'Vampires' Afraid to Disclose Identity to Clinicians
Could one of your patients secretly be a vampire? While the number of vampires in the United States is unknown, a qualitative study in the journal Critical Social Work suggests that they may be afraid to reveal their identity to clinicians for fear of being judged.
DJ Williams, PhD, MSW, MS, of Idaho State University in Pocatello, ID, and colleagues interviewed 11 self-identified vampires who expressed the need for extra energy on a regular basis to sustain health via gathering psychic or pranic energy, consuming small amounts of human or animal blood, or both. These vampires are not the same as so-called lifestyle vampires who focus on certain practices such as wearing specific clothing styles, sleeping in coffins, or wearing fangs. Real vampires believe they are born with the condition, with some reporting they wished they did not have this vampiric condition. The researchers designed the study to assess how the vampires had disclosed their identity to clinicians when seeking help for psychological or physical issues. The mean age of the participants was 37.6 and they had identified as a vampire for a mean of 14.2 years.

* [DATASET CONTENT]
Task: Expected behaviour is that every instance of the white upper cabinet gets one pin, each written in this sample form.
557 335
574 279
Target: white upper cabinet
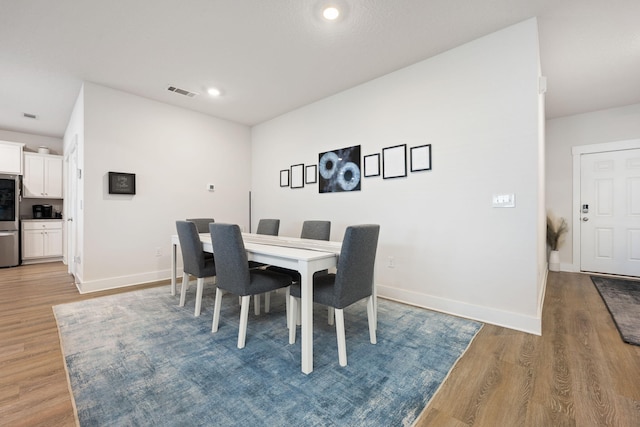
11 157
42 176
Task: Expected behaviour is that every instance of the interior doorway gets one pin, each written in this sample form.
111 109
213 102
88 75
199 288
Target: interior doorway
607 206
71 160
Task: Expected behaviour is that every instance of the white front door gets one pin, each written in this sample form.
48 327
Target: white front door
610 212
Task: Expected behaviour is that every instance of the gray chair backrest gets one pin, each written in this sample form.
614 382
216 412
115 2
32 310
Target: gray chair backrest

* [EXERCISE DETAILS] Copy the vampire study text from "DJ Williams, PhD, MSW, MS, of" to "of 14.2 years.", and swap "coffins" for "hammocks".

* [SOLUTION TO THIS PROBLEM]
DJ Williams, PhD, MSW, MS, of Idaho State University in Pocatello, ID, and colleagues interviewed 11 self-identified vampires who expressed the need for extra energy on a regular basis to sustain health via gathering psychic or pranic energy, consuming small amounts of human or animal blood, or both. These vampires are not the same as so-called lifestyle vampires who focus on certain practices such as wearing specific clothing styles, sleeping in hammocks, or wearing fangs. Real vampires believe they are born with the condition, with some reporting they wished they did not have this vampiric condition. The researchers designed the study to assess how the vampires had disclosed their identity to clinicians when seeking help for psychological or physical issues. The mean age of the participants was 37.6 and they had identified as a vampire for a mean of 14.2 years.